(Photo-based referring expression data)
====
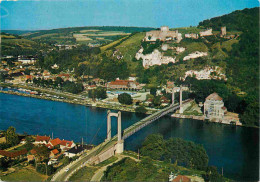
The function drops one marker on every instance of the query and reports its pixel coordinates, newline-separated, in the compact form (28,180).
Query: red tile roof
(214,96)
(55,142)
(42,138)
(49,146)
(13,154)
(64,75)
(181,178)
(66,143)
(120,82)
(55,151)
(33,151)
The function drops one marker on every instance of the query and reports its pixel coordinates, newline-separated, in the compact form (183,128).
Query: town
(172,100)
(27,78)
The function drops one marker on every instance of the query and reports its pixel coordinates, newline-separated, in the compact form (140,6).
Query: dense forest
(238,58)
(243,60)
(239,20)
(160,157)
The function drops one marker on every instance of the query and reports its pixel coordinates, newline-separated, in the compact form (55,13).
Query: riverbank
(71,98)
(202,118)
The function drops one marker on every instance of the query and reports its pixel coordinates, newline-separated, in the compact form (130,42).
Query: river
(236,149)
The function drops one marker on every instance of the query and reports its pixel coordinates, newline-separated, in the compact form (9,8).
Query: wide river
(236,149)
====
PROBLEM STATEMENT = Go through the data above and return each line containing the string "function".

SOLUTION =
The function drops one marker on every instance of the query and reports its pixel coordinates, newline-separated, in the compact form (28,180).
The function drops one marker on every instance of the query and reports its pixel coordinates, newline-separated, in the compact form (183,128).
The function drops one marker on every instance of the query and reports its pixel coordinates, newline-separated, in the compact form (140,6).
The function drops one marker on every instance of the query and reports its pixel coordinates, newline-separated, in the compact form (55,13).
The function drops one marker on every instance of the query and reports its pixel coordinates, newline-separated, in the compact form (130,42).
The function drops one marker on every instance of the query and reports its pixel coordinates, newline-separated, in the compact form (9,8).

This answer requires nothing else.